====== PASSAGE FOR REVIEW ======

Cheap Pound Expensive Coffee

Who would have thought that one of the immediate effects of Britain voting to leave the European Union would be a pricier cup of coffee? Bloomberg reports that a plummeting British Pound has made a cup of Java more expensive in Great Britain.

U.K. coffee drinkers should brace to pay more for their morning fix as domestic roasters start to pass on increased import costs after Britain’s Brexit vote.

London’s small-scale producers, who help supply the capital’s taste for a quality roast, are facing a steep rise in the price of coffee beans after the pound slumped to the lowest in 30 years against the dollar. As with most imported commodities, U.K. roasters pay for the raw product in U.S. currency, and the foreign-exchange reaction to Britain’s vote to leave the European Union has jolted the market.

Not only is the British pound worth twenty cents less than it was a year ago but coffee has gone up 20% during the same time frame. And as we noted in our article Americans Are Drinking More Coffee, coffee may go a lot higher.

Over the decades the price of coffee has risen above $3 a pound and fallen as low as 50 cents a pound. Speculators such as readers of Seeking Alpha are anticipating as high as $3 a pound as stock piles fall and Americans as well as everyone else drink more coffee.

======

WORK INSTRUCTIONS:
1. According to the coffee-price article, in what currency do U.K. roasters pay for the raw product?
2. Decide whether each statement agrees with the coffee-price article, answering yes or no and quoting the words that settle it: (a) The pound dropped to its lowest level in 30 years against the dollar. (b) Coffee prices have fallen 20% over the past year. (c) The price of coffee has never dropped below $1 a pound.
3. Reproduce word for word the part of the coffee-price article starting with "U.K. coffee drinkers" and going on through "jolted the market.".

====== RECORD EXTRACTS ======

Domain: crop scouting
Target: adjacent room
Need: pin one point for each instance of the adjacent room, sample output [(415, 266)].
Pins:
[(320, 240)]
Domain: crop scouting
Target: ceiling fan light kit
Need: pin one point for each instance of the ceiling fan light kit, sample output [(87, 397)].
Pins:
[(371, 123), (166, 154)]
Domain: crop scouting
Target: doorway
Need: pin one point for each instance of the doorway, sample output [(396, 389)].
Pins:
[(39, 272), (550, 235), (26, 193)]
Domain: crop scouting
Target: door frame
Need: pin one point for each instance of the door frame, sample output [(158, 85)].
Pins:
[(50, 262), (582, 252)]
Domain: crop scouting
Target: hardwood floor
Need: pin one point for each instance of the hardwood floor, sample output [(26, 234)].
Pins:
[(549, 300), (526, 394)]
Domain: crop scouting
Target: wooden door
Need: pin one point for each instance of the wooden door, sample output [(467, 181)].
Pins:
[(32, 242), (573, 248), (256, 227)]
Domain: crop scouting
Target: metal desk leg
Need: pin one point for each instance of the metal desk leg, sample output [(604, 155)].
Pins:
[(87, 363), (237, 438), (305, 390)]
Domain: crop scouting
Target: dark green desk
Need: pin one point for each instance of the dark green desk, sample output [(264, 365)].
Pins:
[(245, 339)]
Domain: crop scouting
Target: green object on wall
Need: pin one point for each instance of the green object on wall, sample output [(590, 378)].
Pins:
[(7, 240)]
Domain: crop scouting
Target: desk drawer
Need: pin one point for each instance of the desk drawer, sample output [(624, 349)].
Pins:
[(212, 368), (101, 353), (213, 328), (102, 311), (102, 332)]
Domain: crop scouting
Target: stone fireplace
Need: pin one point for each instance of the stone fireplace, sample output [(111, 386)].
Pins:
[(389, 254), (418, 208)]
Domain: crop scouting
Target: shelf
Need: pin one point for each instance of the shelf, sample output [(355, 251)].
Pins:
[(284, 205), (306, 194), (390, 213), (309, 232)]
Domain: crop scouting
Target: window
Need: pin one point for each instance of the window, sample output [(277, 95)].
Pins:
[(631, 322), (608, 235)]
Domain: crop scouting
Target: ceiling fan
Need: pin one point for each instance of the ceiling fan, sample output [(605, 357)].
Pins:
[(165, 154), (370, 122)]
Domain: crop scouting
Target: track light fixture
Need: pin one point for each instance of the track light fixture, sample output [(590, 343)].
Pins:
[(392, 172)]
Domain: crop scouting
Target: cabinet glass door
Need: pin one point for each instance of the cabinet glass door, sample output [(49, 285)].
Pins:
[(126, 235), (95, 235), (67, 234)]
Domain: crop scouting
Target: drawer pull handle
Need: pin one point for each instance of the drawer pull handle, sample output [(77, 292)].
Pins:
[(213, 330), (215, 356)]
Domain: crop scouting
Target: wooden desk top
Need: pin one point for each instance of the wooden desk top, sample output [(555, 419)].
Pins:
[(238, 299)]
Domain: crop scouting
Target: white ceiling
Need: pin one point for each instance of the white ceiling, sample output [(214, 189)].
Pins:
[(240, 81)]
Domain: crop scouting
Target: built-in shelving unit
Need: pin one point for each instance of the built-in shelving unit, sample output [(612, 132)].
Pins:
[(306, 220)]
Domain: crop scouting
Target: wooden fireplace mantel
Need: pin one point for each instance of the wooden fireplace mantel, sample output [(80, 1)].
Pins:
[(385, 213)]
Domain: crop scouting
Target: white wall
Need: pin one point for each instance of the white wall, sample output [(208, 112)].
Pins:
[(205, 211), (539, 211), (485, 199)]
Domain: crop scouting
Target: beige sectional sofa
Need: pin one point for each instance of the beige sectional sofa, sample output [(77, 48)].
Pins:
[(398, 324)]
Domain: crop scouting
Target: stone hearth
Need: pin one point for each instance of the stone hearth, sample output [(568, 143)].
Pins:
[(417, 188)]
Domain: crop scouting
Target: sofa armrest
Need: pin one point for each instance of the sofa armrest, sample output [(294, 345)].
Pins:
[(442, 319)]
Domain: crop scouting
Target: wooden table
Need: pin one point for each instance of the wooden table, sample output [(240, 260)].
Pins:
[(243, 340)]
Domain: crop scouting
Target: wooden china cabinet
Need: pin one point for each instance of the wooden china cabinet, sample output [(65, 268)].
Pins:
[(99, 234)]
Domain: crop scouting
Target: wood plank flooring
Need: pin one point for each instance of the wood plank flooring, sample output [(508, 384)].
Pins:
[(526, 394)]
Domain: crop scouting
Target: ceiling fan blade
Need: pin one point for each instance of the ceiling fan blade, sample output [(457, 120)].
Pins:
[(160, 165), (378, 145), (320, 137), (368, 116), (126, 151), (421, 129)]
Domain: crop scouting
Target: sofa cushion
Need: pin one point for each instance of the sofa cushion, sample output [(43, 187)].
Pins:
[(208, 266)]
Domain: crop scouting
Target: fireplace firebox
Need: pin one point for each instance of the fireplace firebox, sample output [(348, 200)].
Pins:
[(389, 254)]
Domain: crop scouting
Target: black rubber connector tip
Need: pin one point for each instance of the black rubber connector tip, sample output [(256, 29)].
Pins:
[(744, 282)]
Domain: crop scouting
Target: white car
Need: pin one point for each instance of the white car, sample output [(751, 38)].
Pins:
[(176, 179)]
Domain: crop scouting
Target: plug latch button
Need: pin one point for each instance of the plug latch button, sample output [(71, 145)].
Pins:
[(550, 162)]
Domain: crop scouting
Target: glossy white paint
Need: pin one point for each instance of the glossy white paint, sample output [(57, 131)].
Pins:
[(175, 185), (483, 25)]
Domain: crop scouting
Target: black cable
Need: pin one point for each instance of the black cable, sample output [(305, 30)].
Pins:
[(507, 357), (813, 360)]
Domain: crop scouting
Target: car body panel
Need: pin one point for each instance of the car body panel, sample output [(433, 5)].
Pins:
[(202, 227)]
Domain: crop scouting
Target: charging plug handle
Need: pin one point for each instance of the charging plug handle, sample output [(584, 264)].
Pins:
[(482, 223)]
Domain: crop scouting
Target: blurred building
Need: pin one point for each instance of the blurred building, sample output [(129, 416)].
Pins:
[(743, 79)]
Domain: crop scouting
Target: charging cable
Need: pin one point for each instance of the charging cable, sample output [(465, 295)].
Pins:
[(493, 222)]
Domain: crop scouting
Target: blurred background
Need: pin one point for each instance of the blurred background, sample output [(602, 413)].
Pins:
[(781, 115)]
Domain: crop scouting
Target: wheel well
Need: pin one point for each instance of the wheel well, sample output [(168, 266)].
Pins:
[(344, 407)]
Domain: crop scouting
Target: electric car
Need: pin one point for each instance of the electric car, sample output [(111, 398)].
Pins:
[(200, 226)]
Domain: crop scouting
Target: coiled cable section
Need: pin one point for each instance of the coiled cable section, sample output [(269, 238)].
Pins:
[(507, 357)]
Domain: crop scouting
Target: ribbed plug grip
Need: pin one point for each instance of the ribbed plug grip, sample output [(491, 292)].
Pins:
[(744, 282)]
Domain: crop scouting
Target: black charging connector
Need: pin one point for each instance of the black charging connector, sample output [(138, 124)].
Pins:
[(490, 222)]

======

ANSWERS TO THE EXERCISES:
1. They pay in U.S. currency.

2.
(a) Yes: "the pound slumped to the lowest in 30 years against the dollar"
(b) No: "coffee has gone up 20% during the same time frame"
(c) No: "fallen as low as 50 cents a pound"

3.
U.K. coffee drinkers should brace to pay more for their morning fix as domestic roasters start to pass on increased import costs after Britain’s Brexit vote.

London’s small-scale producers, who help supply the capital’s taste for a quality roast, are facing a steep rise in the price of coffee beans after the pound slumped to the lowest in 30 years against the dollar. As with most imported commodities, U.K. roasters pay for the raw product in U.S. currency, and the foreign-exchange reaction to Britain’s vote to leave the European Union has jolted the market.